>> Begin

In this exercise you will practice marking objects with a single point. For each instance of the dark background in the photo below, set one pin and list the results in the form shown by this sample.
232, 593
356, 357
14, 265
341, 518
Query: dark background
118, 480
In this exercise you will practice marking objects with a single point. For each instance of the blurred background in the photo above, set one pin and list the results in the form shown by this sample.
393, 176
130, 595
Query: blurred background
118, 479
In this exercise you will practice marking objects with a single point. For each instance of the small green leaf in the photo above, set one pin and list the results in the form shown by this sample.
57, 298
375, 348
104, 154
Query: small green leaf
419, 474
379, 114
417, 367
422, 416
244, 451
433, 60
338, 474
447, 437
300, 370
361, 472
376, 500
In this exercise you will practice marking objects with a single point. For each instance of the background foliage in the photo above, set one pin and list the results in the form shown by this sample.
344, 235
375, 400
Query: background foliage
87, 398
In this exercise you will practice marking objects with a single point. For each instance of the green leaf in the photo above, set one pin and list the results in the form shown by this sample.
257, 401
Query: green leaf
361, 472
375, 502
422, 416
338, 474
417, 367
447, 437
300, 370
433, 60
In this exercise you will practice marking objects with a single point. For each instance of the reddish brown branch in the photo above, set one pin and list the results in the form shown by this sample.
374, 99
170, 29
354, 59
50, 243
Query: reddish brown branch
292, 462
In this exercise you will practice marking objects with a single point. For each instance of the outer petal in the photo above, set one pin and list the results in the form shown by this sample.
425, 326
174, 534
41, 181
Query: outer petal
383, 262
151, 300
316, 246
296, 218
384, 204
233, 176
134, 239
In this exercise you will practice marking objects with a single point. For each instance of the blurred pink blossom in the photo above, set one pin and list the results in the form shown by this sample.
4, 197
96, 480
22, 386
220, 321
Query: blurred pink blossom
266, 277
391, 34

>> End

• _Exercise task_
Render the text as a Markdown table with two columns, No. and Line, giving each line a number. Start at the line that contains "of the small", end with the last line of the rows, and omit blank lines.

• _Task response_
| No. | Line |
|---|---|
| 1 | In this exercise you will practice marking objects with a single point. For each instance of the small green leaf in the photo above, set one pin and list the results in the form shown by this sample. |
| 2 | 57, 298 |
| 3 | 375, 348 |
| 4 | 104, 154 |
| 5 | Query: small green leaf |
| 6 | 419, 474 |
| 7 | 379, 114 |
| 8 | 417, 367 |
| 9 | 422, 416 |
| 10 | 244, 451 |
| 11 | 433, 60 |
| 12 | 338, 474 |
| 13 | 447, 437 |
| 14 | 300, 370 |
| 15 | 361, 472 |
| 16 | 376, 500 |
| 17 | In this exercise you will practice marking objects with a single point. For each instance of the background foliage in the photo above, set one pin and list the results in the form shown by this sample. |
| 18 | 344, 235 |
| 19 | 375, 400 |
| 20 | Query: background foliage |
| 21 | 87, 398 |
| 22 | In this exercise you will practice marking objects with a single point. For each instance of the green leaf in the photo above, set one pin and list the results in the form shown by this sample. |
| 23 | 257, 401 |
| 24 | Query: green leaf |
| 25 | 361, 472 |
| 26 | 375, 502 |
| 27 | 422, 416 |
| 28 | 338, 474 |
| 29 | 417, 367 |
| 30 | 447, 437 |
| 31 | 300, 370 |
| 32 | 433, 60 |
| 33 | In this exercise you will practice marking objects with a single point. For each instance of the reddish brown branch in the photo above, set one pin and list the results in the form shown by this sample. |
| 34 | 374, 99 |
| 35 | 170, 29 |
| 36 | 354, 59 |
| 37 | 50, 243 |
| 38 | Query: reddish brown branch |
| 39 | 292, 462 |
| 40 | In this exercise you will practice marking objects with a single point. For each instance of the outer petal in the photo above, set one pin and list the results in the form shown by this sample. |
| 41 | 425, 326 |
| 42 | 174, 534 |
| 43 | 41, 181 |
| 44 | Query: outer petal |
| 45 | 383, 262 |
| 46 | 151, 300 |
| 47 | 316, 246 |
| 48 | 296, 218 |
| 49 | 384, 204 |
| 50 | 233, 176 |
| 51 | 134, 239 |
| 52 | In this exercise you will practice marking objects with a single point. For each instance of the blurred pink blossom in the photo above, set one pin and list the results in the form shown by this sample. |
| 53 | 4, 197 |
| 54 | 96, 480 |
| 55 | 22, 386 |
| 56 | 220, 321 |
| 57 | Query: blurred pink blossom |
| 58 | 266, 277 |
| 59 | 391, 34 |